**Task to complete**
Starting at the beginning of the items and ending at the line containing "negative clicks: (1118, 134)", write those lines out again with "high-resolution" changed to "full-resolution" and everything else left as it is.

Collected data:

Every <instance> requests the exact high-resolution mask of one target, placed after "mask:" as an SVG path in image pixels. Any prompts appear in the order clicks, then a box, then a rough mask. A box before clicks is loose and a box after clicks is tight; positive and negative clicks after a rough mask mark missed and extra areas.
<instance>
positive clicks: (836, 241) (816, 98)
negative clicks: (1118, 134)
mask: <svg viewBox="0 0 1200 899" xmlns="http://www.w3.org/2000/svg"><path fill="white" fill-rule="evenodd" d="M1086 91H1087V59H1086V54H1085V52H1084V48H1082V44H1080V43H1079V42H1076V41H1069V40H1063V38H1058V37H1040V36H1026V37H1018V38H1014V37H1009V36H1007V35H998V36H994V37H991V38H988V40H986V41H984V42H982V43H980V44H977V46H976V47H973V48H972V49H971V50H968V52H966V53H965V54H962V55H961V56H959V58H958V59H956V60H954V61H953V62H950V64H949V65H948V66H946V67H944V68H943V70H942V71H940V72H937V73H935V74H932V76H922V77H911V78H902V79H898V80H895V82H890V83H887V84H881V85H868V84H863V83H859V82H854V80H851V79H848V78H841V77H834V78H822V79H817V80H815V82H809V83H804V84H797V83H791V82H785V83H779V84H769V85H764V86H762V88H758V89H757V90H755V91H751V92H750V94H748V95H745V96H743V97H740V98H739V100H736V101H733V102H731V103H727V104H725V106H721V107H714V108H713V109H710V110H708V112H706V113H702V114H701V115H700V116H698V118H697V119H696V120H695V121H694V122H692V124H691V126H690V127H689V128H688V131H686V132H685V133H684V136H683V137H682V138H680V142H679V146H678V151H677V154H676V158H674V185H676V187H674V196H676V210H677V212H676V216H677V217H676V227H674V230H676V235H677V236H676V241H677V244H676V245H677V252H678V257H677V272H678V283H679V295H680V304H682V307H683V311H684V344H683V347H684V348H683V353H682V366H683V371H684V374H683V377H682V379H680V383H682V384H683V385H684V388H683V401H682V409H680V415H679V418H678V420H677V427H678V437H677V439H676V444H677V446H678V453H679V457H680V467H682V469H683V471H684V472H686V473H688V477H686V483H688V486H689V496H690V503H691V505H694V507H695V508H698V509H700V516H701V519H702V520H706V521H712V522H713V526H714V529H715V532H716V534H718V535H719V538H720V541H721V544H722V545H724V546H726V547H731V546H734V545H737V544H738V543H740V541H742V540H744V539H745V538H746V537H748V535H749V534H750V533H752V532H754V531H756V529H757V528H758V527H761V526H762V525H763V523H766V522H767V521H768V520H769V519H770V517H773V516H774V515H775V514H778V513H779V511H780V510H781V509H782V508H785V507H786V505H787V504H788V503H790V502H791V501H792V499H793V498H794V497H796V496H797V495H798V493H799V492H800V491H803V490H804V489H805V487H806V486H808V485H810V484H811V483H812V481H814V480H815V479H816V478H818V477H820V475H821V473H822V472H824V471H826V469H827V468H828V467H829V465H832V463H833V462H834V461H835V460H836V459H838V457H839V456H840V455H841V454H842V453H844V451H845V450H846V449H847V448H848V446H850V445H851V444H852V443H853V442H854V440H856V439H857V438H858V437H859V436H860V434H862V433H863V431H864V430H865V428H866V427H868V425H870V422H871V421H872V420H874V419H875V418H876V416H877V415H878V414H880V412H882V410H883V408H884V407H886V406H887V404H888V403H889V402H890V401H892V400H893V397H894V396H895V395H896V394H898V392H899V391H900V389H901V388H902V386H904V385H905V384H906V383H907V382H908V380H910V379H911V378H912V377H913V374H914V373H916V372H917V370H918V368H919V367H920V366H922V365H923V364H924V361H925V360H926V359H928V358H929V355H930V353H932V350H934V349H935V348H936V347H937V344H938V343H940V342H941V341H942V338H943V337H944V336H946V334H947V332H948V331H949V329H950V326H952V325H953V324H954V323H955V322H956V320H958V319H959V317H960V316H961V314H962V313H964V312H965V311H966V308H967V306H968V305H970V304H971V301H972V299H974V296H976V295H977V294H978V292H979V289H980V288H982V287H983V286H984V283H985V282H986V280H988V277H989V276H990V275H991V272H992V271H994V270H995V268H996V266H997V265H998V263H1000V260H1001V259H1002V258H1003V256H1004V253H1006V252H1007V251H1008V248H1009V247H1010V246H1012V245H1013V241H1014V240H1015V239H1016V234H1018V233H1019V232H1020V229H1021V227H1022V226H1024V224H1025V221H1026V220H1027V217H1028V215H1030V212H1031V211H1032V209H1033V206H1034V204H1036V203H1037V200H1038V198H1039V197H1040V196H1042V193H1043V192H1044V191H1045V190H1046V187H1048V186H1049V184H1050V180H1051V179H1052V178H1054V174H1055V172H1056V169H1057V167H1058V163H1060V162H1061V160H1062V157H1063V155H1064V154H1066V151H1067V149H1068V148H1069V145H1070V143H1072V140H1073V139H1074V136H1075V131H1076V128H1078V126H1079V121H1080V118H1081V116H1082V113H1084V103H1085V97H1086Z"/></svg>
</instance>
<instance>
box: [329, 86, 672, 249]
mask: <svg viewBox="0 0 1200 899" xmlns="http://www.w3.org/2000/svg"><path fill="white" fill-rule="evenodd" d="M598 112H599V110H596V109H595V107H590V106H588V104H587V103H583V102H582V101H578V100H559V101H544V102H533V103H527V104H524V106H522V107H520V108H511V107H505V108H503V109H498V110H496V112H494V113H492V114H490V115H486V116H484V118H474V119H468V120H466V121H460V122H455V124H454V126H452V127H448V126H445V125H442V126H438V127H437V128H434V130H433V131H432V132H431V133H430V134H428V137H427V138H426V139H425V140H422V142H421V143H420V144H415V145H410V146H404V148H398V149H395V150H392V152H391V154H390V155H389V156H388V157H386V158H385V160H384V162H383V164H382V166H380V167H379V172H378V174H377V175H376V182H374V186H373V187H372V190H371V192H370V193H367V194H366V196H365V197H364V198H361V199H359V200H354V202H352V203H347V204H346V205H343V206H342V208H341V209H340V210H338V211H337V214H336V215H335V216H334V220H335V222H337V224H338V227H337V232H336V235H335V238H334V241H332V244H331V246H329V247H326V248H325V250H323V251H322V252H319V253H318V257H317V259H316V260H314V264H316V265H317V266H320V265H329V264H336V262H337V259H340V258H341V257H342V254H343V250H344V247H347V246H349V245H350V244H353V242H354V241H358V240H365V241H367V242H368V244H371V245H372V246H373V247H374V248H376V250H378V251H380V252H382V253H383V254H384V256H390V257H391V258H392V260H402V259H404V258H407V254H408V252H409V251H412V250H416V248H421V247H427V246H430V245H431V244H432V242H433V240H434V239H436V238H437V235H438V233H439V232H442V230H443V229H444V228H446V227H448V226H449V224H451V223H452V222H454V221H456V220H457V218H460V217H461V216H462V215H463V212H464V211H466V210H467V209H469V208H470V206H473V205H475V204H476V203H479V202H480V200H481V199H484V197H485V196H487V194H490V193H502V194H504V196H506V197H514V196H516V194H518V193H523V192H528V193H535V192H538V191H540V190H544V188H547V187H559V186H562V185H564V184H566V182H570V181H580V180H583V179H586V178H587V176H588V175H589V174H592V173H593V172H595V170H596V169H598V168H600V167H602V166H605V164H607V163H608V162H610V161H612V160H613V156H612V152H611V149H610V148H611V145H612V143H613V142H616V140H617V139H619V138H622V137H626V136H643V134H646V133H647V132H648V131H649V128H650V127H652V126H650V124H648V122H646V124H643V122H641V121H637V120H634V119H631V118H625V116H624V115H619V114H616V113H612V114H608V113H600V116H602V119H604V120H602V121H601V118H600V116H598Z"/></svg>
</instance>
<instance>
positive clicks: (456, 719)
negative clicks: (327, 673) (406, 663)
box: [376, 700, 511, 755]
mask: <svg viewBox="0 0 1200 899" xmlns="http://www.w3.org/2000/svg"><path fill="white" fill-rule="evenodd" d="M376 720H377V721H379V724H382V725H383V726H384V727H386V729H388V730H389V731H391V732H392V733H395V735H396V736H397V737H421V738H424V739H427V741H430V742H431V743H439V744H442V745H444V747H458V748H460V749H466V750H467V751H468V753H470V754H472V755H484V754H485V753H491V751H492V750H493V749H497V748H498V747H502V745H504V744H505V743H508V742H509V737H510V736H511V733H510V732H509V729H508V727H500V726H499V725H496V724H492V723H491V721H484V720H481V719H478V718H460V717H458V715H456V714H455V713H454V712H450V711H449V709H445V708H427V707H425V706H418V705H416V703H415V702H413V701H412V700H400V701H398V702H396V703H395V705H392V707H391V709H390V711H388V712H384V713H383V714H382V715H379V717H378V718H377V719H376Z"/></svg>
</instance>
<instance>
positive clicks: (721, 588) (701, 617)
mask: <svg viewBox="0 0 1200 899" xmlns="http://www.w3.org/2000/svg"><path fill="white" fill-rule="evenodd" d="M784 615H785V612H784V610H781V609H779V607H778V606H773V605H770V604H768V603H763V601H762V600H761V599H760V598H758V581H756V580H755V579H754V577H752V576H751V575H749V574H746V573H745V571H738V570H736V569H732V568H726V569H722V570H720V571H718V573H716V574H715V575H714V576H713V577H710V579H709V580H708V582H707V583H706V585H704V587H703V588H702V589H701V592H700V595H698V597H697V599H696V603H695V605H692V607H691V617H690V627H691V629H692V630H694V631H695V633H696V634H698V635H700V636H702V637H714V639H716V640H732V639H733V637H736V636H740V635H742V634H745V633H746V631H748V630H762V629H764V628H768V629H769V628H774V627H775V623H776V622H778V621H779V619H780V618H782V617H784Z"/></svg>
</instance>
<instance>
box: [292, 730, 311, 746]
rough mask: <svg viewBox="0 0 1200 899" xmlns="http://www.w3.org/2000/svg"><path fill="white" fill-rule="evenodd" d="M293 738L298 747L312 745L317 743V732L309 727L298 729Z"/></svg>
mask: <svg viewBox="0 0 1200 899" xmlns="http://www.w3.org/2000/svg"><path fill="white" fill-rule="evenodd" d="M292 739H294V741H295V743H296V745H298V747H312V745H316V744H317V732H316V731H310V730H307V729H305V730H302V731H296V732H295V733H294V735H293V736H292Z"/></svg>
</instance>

**Exercise solution**
Every <instance> requests the exact full-resolution mask of one target, placed after "mask:" as an SVG path in image pixels. Any prompts appear in the order clicks, then a box, then a rough mask. A box before clicks is loose and a box after clicks is tight; positive and negative clicks after a rough mask mark missed and extra areas.
<instance>
positive clicks: (836, 241) (816, 98)
negative clicks: (1118, 134)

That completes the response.